WHAT NEEDS TO BE DONE: Give back the lines of the records exactly, starting at the first and ending at the one with "Then point out every instance of the silver".
---
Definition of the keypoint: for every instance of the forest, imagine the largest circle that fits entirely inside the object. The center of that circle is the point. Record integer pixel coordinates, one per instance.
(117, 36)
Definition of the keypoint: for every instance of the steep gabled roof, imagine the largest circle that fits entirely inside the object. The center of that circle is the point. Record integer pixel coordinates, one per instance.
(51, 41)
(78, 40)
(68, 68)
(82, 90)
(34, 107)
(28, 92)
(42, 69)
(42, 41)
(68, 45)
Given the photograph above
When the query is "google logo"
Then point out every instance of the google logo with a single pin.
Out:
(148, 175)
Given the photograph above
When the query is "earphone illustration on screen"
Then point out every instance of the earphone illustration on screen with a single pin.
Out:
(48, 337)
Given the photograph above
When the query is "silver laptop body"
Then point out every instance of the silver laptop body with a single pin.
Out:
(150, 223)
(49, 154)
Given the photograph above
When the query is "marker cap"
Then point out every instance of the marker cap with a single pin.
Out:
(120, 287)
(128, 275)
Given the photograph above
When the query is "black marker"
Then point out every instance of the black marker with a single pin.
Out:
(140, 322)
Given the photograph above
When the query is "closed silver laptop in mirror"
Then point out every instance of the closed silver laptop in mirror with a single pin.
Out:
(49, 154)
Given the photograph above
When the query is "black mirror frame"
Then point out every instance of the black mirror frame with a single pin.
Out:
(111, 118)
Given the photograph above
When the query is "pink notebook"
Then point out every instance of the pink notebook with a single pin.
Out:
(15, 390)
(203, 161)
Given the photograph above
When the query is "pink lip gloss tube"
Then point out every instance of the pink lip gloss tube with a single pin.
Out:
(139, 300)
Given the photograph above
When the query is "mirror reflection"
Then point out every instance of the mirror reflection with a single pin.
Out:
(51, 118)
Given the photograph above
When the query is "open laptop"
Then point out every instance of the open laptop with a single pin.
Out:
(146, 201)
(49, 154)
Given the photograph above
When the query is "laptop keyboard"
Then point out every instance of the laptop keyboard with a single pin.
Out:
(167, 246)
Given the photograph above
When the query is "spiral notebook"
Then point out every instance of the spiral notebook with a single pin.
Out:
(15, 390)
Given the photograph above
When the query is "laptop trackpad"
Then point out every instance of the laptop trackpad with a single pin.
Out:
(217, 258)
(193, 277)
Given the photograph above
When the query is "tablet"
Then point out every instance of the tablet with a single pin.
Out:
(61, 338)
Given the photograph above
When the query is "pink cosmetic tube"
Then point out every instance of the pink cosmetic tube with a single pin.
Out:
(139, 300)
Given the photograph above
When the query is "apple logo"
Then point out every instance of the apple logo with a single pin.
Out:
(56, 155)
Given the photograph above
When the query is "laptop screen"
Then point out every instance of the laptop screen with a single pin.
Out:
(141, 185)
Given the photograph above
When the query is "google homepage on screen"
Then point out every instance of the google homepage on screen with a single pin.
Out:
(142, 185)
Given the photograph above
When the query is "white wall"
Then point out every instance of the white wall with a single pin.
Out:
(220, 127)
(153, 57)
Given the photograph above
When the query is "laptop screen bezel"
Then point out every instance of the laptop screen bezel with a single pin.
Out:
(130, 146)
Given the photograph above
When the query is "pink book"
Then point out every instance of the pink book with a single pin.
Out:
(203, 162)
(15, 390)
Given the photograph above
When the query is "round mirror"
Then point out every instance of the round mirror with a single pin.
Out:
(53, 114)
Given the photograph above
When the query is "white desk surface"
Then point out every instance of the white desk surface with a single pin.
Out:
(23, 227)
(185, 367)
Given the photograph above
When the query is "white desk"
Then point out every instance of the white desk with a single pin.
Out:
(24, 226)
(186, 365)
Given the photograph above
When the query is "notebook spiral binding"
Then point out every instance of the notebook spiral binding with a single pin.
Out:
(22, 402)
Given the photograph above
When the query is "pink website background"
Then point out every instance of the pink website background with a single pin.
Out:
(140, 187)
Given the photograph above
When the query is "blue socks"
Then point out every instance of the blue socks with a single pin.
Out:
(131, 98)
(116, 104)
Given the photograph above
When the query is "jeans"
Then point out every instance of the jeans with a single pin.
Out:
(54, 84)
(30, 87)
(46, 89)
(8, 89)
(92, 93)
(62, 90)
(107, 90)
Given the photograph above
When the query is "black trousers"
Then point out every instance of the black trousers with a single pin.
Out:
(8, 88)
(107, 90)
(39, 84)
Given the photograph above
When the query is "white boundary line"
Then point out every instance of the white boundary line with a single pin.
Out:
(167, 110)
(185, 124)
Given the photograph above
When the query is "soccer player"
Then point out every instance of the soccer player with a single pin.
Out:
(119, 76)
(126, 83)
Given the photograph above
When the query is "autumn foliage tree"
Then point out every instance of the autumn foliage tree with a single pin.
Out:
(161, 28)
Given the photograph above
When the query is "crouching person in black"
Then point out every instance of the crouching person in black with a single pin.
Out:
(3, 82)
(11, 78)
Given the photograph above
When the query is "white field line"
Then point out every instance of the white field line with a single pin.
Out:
---
PROBLEM SOLUTION:
Definition of the keypoint: for every instance of the forest, imagine the largest circle that fits entirely inside the object. The center of that circle is the point. Record integer pixel coordinates, one per instance.
(117, 36)
Definition of the keypoint: for every instance of the steep gabled roof, imagine the largest circle that fits entirely inside the object. The center of that circle is the point. Record integer pixel coordinates, one per instance.
(51, 41)
(78, 40)
(68, 68)
(82, 90)
(34, 107)
(28, 92)
(42, 69)
(42, 41)
(68, 45)
Given the photograph above
When the query is "google logo"
Then point out every instance of the google logo with a single pin.
Out:
(148, 175)
Given the photograph above
When the query is "earphone illustration on screen"
Then point out every instance of the earphone illustration on screen with a single pin.
Out:
(48, 337)
Given the photograph above
When the query is "silver laptop body"
Then point out every instance of the silver laptop body with a single pin.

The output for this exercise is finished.